• **DATA ENTRIES**:
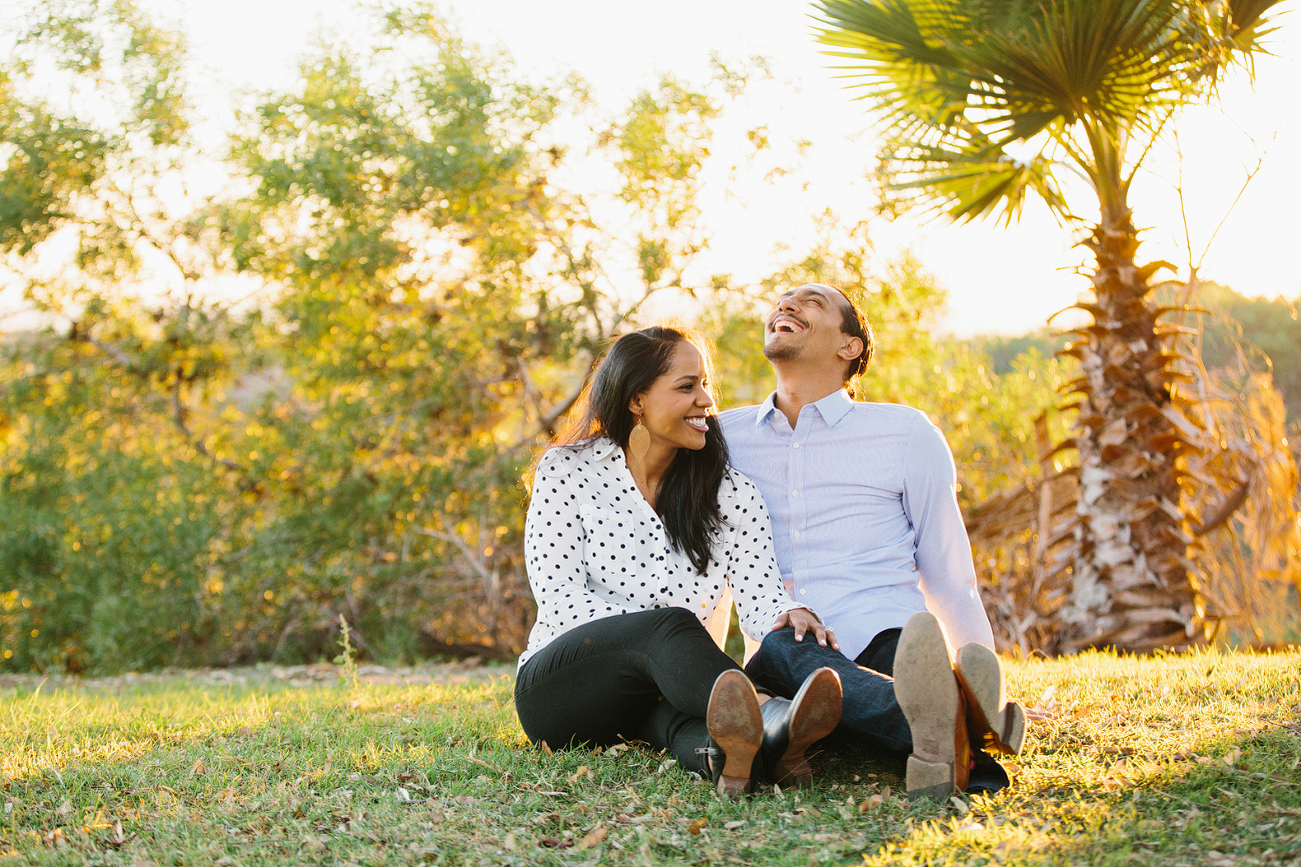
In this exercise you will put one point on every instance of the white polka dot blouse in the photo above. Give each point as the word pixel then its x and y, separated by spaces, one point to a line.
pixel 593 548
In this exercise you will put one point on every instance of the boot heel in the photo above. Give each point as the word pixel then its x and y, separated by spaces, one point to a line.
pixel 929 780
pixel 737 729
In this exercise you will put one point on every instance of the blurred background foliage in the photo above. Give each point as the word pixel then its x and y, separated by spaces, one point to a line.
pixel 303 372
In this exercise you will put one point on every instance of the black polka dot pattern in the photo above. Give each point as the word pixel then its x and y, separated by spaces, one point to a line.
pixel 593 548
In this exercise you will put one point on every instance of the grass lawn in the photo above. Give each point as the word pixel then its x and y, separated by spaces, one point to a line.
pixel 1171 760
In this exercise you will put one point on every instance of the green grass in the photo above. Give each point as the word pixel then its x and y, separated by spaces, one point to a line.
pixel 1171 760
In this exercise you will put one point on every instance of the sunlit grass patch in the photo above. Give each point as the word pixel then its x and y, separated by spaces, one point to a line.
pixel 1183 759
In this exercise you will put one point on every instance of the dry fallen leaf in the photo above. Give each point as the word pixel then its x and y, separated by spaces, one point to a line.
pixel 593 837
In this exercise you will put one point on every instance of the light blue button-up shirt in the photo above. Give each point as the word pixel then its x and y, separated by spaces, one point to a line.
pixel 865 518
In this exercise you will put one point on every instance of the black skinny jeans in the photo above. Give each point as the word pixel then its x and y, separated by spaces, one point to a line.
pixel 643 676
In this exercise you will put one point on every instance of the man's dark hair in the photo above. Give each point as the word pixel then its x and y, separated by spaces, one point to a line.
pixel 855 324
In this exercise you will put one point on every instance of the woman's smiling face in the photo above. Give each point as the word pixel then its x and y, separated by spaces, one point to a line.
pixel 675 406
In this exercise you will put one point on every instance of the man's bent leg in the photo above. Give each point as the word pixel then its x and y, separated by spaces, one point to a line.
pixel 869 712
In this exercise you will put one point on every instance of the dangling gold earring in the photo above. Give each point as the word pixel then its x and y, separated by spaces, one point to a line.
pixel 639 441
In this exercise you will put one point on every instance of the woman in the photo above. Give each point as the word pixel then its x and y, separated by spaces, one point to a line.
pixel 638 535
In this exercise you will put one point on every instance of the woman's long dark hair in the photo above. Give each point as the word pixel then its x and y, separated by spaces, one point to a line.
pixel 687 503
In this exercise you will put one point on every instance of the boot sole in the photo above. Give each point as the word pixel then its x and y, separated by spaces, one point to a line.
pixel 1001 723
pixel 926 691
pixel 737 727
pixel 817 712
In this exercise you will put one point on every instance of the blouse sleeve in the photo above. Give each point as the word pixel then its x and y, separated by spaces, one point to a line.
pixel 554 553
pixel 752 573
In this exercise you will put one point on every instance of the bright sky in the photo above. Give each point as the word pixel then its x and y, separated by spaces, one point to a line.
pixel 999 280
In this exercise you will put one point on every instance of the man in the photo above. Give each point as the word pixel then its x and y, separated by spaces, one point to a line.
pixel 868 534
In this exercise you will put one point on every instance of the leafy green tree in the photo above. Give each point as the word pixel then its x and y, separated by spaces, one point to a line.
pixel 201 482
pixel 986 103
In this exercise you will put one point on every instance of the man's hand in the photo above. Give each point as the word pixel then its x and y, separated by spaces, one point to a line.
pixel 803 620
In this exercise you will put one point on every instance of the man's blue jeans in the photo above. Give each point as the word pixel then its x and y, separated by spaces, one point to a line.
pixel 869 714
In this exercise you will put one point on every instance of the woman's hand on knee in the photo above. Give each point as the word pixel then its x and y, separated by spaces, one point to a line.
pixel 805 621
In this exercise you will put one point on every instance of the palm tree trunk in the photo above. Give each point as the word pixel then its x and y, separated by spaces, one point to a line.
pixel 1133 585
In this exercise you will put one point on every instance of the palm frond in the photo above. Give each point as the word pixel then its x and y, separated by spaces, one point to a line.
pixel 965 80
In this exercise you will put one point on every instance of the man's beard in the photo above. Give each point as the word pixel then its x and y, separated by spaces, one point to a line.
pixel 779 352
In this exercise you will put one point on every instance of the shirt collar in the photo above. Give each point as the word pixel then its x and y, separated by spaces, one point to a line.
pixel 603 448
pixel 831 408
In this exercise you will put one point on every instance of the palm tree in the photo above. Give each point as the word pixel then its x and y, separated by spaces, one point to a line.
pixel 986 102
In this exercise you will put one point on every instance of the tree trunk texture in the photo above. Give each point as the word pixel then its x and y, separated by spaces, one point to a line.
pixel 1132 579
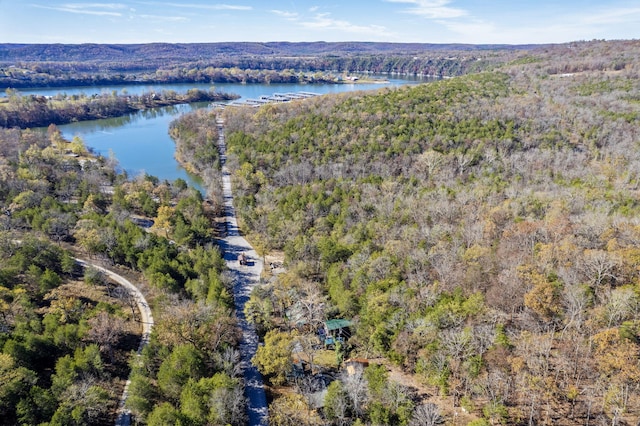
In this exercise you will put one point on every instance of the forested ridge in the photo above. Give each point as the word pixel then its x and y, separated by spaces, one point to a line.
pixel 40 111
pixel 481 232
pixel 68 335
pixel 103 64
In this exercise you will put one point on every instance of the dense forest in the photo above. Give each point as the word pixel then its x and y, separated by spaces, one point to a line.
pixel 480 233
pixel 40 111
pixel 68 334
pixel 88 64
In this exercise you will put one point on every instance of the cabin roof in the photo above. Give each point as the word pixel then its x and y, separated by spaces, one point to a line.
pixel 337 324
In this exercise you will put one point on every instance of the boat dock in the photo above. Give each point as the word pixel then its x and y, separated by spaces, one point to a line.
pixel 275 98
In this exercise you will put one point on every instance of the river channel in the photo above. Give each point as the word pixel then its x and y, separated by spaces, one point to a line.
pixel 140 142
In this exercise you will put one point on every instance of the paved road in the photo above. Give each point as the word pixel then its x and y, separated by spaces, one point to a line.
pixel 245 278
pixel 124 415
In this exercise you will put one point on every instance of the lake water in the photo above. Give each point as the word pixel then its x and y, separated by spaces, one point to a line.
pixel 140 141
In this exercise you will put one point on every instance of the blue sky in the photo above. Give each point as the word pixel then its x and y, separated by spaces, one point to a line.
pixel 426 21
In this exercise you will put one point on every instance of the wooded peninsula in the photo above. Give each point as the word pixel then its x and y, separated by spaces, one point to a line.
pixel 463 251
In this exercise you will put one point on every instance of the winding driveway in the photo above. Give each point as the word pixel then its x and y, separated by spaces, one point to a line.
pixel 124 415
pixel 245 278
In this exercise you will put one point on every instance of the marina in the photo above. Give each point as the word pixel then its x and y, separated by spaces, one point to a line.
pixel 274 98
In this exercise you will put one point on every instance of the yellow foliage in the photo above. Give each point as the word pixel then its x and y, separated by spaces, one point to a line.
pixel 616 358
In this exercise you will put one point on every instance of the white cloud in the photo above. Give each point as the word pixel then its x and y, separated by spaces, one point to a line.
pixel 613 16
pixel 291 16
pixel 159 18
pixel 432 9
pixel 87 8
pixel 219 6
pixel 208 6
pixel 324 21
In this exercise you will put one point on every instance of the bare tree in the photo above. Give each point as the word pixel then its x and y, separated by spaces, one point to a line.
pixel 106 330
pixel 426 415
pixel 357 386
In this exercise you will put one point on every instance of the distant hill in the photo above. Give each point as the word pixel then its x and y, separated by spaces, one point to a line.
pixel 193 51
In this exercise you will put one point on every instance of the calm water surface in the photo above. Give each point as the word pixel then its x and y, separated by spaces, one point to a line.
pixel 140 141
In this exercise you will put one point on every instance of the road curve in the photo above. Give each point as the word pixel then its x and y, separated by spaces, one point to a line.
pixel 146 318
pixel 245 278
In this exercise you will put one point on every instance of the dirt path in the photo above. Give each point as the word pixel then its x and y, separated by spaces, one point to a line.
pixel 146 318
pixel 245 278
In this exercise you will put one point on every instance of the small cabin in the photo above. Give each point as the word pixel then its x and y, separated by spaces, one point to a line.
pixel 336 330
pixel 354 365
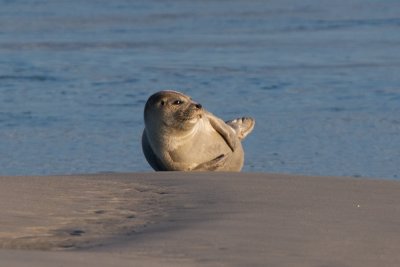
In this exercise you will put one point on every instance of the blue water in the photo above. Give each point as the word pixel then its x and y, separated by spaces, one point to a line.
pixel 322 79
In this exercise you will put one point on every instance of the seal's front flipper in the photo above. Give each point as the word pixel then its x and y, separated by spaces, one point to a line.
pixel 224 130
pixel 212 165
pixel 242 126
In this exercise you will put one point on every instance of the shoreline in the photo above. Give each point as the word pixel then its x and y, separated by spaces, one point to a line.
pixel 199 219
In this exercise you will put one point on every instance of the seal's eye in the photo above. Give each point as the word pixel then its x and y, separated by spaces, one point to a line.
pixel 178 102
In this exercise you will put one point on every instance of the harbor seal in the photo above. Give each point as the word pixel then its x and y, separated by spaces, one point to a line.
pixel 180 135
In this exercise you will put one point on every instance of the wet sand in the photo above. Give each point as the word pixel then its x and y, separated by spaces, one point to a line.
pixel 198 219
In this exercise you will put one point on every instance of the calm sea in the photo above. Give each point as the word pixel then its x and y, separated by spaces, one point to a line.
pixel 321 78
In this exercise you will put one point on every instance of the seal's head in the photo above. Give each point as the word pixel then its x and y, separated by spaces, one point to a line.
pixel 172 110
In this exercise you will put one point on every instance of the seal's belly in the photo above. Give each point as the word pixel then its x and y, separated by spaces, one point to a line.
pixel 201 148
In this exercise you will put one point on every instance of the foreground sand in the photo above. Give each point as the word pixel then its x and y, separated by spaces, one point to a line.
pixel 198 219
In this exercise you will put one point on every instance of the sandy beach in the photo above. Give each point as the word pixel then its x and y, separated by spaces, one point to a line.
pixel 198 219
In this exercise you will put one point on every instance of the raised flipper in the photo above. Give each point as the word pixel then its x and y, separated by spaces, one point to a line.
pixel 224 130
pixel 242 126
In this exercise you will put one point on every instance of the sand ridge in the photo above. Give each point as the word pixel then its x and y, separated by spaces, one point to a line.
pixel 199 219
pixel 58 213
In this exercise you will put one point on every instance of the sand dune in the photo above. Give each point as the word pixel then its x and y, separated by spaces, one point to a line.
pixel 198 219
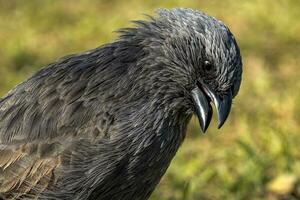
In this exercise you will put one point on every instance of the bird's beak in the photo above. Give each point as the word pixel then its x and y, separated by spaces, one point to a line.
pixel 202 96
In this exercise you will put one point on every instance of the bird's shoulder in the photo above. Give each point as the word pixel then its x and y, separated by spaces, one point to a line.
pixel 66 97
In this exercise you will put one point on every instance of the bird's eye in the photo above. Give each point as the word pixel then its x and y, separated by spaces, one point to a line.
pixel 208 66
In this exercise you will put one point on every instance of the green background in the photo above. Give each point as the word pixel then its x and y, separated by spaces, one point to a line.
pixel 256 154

• **PROBLEM DESCRIPTION**:
Copy out only the lines beginning at the line with "the sand dune" and ending at the last line of the entries. Keep them exact; drop pictures.

• **OUTPUT**:
In this exercise you will put one point on every instance of the sand dune in the photo above. Give each point as the word pixel then its x and y, separated by spaces, one point to a line.
pixel 198 219
In this exercise you will put one point on every instance of the bird's beak in the photo above. Give each point as the word pixel then its x and y, separated by spaces, one point to a line.
pixel 202 96
In this exercise you will put one point on every instance of the bird's shoulder in the photo above. Give each point as the word pixel then its x and y, separated by spaces, one point to a line.
pixel 66 97
In this exercise you will put one point on every instance of the bird's eye in the photo above. Give each point as the word pixel then its x and y, separated by spaces, one point to a line.
pixel 208 66
In this exercise you will put one point on every instance of the green background in the photo above. Give each point as the word pixel then its x and y, separated by spaces, one point to a line.
pixel 256 154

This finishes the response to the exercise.